DATASET CONTENT:
[BEGIN]

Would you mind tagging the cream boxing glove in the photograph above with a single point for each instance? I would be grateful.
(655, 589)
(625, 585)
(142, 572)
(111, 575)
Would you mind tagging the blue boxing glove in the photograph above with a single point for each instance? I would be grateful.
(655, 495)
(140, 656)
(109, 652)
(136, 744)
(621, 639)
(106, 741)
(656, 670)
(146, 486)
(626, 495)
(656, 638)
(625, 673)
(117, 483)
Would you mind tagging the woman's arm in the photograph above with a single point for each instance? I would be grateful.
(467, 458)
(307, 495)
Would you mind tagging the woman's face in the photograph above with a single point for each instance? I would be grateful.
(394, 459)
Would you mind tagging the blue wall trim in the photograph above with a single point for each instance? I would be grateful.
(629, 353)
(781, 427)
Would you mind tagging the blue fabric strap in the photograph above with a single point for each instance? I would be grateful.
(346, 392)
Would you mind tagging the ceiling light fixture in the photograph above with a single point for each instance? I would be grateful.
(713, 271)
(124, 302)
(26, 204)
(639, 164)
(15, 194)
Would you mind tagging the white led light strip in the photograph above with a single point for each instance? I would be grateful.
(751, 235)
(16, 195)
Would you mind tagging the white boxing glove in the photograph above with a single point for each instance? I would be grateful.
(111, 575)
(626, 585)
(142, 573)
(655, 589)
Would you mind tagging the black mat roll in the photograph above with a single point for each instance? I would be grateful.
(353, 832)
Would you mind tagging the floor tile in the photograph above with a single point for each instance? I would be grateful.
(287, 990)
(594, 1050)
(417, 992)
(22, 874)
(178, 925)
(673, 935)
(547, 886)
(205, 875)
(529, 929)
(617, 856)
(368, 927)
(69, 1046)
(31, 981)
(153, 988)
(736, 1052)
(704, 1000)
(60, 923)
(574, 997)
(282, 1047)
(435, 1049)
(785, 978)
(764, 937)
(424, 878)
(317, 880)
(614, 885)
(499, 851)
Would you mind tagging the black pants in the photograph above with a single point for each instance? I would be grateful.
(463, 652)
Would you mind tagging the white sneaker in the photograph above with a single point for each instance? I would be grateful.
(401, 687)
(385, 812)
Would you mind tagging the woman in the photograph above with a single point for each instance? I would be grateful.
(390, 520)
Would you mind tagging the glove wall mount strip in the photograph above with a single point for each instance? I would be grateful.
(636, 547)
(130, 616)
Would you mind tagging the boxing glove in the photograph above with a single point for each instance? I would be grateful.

[END]

EXERCISE OBJECTIVE: Reproduce word for word the part of the data that opens with the line containing "Would you mind tagging the glove" and closes at the end of the data, including both ends.

SOLVED EXERCISE:
Would you mind tagging the glove wall mount strip in the photograph above with a single point for each instance? I would be grateful.
(636, 547)
(130, 616)
Would you mind tagging the boxing glove in the photograph above with a single point for each instance? I would be grateful.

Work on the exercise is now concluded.